***** Extrait choisi *****

JOL Press : La Palme d’or de Cannes a été dédiée, par le réalisateur Nuri Bilge Ceyhan, à la jeunesse turque et aux manifestants morts l’année dernière. Quel signe envoie-t-il en faisant cela ?
 

Jean Marcou : Ce n’est pas la première fois que Nuri Bilge Ceyhan est primé à Cannes, puisqu’il l’a été à 3 reprises au cours de la dernière décennie (Grand Prix du Festival 2003 pour Uzak, Prix de la mise en scène du Festival 2008 pour Les trois singes, Grand Prix du Festival 2011 pour Il était une fois en Anatolie). Mais c’est bien sûr la première fois qu’il obtient la Palme d’Or, avec Sommeil d’hiver.

Dans le contexte actuel, ce prix est aussi pour lui une opportunité de faire connaître la Turquie telle qu’elle est, c’est-à-dire comme ne se résumant pas seulement aux victoires électorales de l’AKP, aux crises de colère de M. Erdoğan et à ses projets grandiloquents.

L’œuvre de Nuri Bilge Ceyhan est d’ailleurs marquée par la volonté d’exprimer la difficulté de vivre sa vie dans la société turque. Rendre hommage à la jeunesse et aux victimes des événements de Gezi est une manière de nous dire qu’il existe une autre Turquie qui aspire à plus de liberté et à moins de conservatisme.

JOL Press : Un an après le début des manifestations place Taksim, alors que le mouvement semblait s’essouffler, la contestation a redoublé d’intensité ces dernières semaines. Les revendications sont-elles les mêmes que l’année dernière ?
 

Jean Marcou : Depuis un an, l’agitation n’a jamais cessé et s’est périodiquement ravivée, sur un tour et des mots d’ordre voisins de ceux de Gezi, mais avec une intensité moindre. Toutefois, les mouvements de deux dernières semaines présentent des différences notables, car ils font suite à la catastrophe de Soma, l’accident le plus important de l’histoire minière de la Turquie qui, le 13 mai dernier, a causé la mort de 301 mineurs.

Les événements de Gezi avaient attiré l’attention sur les libertés politiques et surtout  la nécessité de prendre en compte désormais, dans ce pays, la génération des droits les plus récents (respect de l’environnement, protection du cadre de vie, transparence de la vie publique). Le drame de Soma nous ramène à la revendication des droits de la deuxième génération, celle des droits sociaux et en particulier de la sécurité dans le travail, que le miracle économique turc des dernières années semble avoir ignoré pour faire prévaloir le profit le plus immédiat.

***** Documents fournis *****

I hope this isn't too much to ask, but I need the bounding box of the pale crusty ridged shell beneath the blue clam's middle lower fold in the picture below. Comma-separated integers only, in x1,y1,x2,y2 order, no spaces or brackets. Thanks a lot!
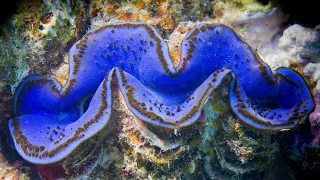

*****

## Énoncé 1:
Répondez aux questions suivantes à partir de l'extrait choisi.
(a) Pour quel film Nuri Bilge Ceyhan a-t-il obtenu la Palme d'or ?
(b) À quelle date la catastrophe de Soma s'est-elle produite ?
(c) Combien de mineurs y ont trouvé la mort ?
## Énoncé 2:
Dressez la liste complète des films de Nuri Bilge Ceyhan cités dans l'extrait choisi.
## Énoncé 3:
Reprenez le passage de l'extrait choisi qui commence par « Dans le contexte » et se poursuit jusqu'à « moins de conservatisme. », en désignant par « traditionalisme » ce que le texte nomme « conservatisme ».

## Réponse 1:
(a) Sommeil d'hiver.
(b) Le 13 mai.
(c) 301 mineurs.

## Réponse 2:
Uzak
Les trois singes
Il était une fois en Anatolie
Sommeil d'hiver

## Réponse 3:
Dans le contexte actuel, ce prix est aussi pour lui une opportunité de faire connaître la Turquie telle qu’elle est, c’est-à-dire comme ne se résumant pas seulement aux victoires électorales de l’AKP, aux crises de colère de M. Erdoğan et à ses projets grandiloquents.

L’œuvre de Nuri Bilge Ceyhan est d’ailleurs marquée par la volonté d’exprimer la difficulté de vivre sa vie dans la société turque. Rendre hommage à la jeunesse et aux victimes des événements de Gezi est une manière de nous dire qu’il existe une autre Turquie qui aspire à plus de liberté et à moins de traditionalisme.